(Records contained in a dataset)
• • • • • • •

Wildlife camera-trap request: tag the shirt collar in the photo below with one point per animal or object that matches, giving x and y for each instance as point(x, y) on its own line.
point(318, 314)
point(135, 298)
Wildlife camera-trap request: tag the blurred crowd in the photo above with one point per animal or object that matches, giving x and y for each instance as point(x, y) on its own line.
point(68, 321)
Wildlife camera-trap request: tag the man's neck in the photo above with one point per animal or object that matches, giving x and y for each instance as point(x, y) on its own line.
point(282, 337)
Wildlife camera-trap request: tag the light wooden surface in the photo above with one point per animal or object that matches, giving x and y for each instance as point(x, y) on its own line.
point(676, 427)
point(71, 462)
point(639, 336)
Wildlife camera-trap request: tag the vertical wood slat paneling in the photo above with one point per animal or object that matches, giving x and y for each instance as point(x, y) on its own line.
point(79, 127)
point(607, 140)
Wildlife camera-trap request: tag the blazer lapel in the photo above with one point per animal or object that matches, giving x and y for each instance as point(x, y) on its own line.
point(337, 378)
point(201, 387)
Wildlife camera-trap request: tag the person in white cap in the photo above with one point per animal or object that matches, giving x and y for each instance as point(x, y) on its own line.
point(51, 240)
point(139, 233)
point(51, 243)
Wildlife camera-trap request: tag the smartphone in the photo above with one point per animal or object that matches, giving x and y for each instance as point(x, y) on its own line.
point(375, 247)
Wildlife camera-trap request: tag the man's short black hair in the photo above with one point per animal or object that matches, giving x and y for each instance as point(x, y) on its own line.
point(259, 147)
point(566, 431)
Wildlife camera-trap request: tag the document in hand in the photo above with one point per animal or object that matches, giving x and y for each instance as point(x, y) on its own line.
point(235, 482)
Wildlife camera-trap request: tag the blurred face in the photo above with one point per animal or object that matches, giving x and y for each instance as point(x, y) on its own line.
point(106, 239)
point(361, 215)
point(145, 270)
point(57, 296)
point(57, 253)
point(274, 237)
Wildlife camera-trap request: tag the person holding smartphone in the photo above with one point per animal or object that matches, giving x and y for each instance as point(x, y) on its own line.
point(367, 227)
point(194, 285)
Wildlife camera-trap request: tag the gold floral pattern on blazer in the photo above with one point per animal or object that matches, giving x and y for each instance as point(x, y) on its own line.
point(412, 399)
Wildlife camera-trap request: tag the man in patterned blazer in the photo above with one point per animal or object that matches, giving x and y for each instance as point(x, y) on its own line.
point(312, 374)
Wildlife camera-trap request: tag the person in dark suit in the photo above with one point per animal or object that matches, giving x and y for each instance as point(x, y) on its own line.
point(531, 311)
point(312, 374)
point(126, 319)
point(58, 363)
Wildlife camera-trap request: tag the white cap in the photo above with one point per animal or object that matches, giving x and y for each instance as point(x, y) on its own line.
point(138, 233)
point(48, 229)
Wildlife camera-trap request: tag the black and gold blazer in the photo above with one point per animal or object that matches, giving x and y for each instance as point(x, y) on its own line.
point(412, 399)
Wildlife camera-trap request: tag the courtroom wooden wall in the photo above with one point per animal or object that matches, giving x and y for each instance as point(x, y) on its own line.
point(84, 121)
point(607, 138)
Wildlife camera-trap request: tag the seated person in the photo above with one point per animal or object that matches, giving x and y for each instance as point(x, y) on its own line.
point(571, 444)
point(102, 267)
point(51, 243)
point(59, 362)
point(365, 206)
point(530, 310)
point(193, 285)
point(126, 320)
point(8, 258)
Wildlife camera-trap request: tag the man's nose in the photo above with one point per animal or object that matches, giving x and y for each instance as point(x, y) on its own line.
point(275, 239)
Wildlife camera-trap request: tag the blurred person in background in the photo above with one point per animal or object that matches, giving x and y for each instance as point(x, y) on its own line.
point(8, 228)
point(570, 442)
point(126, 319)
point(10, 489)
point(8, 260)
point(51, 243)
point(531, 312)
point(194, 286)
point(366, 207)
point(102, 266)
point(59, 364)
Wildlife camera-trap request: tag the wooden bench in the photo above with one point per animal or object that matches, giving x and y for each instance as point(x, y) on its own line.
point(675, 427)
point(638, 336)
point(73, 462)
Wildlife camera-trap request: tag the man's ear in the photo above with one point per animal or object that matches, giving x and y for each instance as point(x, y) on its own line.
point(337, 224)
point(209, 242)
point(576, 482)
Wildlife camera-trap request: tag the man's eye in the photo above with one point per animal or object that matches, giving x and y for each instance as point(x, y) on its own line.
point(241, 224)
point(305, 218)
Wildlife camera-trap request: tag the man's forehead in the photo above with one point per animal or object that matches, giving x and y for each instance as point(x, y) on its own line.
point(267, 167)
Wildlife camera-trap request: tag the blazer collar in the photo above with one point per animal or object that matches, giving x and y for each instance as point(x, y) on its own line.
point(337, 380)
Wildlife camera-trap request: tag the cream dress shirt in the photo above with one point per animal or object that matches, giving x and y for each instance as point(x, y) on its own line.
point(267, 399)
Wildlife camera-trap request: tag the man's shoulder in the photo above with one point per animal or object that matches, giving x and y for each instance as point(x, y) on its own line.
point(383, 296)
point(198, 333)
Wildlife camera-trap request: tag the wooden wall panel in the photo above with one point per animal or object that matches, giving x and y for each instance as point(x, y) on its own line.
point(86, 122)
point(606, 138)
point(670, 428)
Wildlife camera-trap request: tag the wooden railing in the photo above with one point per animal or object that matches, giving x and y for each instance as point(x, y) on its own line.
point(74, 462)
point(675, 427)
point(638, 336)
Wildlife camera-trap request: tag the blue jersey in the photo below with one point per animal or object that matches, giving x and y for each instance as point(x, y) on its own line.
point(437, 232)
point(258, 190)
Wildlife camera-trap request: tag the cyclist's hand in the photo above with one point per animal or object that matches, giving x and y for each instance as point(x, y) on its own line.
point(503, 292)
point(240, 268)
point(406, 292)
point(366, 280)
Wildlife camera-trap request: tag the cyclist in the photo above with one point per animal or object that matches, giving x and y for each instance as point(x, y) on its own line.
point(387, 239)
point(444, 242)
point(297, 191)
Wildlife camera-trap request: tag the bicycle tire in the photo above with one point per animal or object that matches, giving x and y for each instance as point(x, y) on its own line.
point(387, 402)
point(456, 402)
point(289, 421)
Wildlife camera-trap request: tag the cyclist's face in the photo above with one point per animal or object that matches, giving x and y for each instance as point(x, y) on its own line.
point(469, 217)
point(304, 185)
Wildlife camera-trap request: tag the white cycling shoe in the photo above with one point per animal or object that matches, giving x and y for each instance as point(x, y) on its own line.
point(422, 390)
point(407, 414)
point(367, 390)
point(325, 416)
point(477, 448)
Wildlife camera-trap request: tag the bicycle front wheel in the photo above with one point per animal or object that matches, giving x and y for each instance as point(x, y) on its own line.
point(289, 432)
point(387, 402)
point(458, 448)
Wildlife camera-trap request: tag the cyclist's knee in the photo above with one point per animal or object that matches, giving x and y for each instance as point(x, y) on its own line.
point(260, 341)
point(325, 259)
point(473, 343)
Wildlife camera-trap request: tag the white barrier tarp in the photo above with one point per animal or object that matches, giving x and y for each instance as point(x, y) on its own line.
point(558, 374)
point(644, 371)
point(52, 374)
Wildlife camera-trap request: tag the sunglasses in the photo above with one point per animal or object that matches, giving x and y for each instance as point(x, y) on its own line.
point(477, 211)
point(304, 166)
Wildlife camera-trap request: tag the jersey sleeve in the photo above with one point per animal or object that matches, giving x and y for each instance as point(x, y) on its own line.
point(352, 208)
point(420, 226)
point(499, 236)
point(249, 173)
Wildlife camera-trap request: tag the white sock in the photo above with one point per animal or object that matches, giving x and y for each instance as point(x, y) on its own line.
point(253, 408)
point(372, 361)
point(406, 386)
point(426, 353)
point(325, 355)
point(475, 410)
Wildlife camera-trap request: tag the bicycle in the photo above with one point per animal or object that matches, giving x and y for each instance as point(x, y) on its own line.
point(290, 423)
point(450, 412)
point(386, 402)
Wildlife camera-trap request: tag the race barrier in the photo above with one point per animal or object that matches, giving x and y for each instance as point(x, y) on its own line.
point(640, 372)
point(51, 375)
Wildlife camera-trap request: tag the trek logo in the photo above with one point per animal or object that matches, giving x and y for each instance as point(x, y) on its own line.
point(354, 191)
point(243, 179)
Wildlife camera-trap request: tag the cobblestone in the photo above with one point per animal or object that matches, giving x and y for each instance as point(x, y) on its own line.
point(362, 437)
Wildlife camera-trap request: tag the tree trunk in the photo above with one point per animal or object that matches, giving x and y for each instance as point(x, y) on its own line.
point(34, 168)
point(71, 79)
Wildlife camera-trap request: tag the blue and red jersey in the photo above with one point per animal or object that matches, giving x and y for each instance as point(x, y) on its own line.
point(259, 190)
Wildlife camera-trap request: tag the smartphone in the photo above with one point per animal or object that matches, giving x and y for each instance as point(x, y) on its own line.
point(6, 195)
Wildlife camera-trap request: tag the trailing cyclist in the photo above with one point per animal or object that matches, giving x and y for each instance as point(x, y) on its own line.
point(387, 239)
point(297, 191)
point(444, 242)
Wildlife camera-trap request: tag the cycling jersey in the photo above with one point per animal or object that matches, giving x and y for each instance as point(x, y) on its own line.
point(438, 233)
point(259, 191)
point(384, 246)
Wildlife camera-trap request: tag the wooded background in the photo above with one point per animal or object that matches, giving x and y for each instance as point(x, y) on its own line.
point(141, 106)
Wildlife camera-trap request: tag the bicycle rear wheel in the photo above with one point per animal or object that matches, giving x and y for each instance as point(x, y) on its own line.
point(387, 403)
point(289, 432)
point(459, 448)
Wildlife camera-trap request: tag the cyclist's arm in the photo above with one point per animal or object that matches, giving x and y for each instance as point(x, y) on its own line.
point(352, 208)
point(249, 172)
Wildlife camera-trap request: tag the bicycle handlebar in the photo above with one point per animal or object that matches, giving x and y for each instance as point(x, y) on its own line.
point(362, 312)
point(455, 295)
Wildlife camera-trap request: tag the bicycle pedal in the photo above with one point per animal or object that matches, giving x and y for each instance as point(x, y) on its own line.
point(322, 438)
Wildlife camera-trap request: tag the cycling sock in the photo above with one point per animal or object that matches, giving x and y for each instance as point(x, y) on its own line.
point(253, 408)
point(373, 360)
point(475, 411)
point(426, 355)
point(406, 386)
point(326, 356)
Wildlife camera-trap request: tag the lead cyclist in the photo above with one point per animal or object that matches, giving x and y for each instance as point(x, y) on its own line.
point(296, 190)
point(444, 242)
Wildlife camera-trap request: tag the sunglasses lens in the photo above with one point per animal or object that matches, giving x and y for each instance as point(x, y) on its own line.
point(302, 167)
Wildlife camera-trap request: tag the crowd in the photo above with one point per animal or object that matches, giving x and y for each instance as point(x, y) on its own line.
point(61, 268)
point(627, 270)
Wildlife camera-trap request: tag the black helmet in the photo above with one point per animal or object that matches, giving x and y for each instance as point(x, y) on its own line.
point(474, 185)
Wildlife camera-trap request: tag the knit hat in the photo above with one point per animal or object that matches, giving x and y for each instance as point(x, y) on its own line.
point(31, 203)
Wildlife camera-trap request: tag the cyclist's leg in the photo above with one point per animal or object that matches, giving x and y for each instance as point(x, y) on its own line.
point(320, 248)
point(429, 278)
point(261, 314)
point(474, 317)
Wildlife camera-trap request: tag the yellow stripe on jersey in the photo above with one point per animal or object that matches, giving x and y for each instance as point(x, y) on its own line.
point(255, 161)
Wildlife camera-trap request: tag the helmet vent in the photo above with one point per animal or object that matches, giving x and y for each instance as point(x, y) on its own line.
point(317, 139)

• • • • • • •

• **Instruction**:
Return exactly, and only, the line containing "Wildlife camera-trap request: tag the lead" and every line after it through the end of the material.

• **Solution below**:
Wildlife camera-trap request: tag the lead cyclist in the photo above with one point per animal or object that matches, giving x and y for each instance as point(x, y) on its own line.
point(296, 190)
point(444, 242)
Wildlife camera-trap request: tag the sunglasses lens in the photo above with one point per animal or object that matches, giving x and y for each instance as point(x, y) on its own line.
point(302, 167)
Wildlife camera-trap request: tag the crowd in the photo above with one point per animal or object that matches, giving x and y for each instance as point(x, y) on its own line.
point(61, 268)
point(627, 270)
Wildlife camera-trap request: tag the black helmet in the photo above with one point per animal or object that matches, giving x and y for each instance as point(x, y) on its own line.
point(474, 185)
Wildlife camera-trap request: tag the knit hat in the photo above with one point per animal or object that matches, giving x and y for each instance as point(x, y) on its own line.
point(31, 203)
Wildlife camera-trap request: tag the cyclist's leg in the photo above with one point per animal or object that matches, giving x and y for each instance as point(x, y) on its own line.
point(320, 248)
point(429, 278)
point(261, 314)
point(474, 317)
Wildlife camera-trap request: tag the yellow stripe on jersey in the photo above with one point per animal or object that matches, giving x and y for each instance as point(x, y) on its own line.
point(255, 161)
Wildlife camera-trap request: tag the helmet vent in the photo above with one point per animal or object that matches, giving x and y for each instance as point(x, y) on its own line.
point(317, 139)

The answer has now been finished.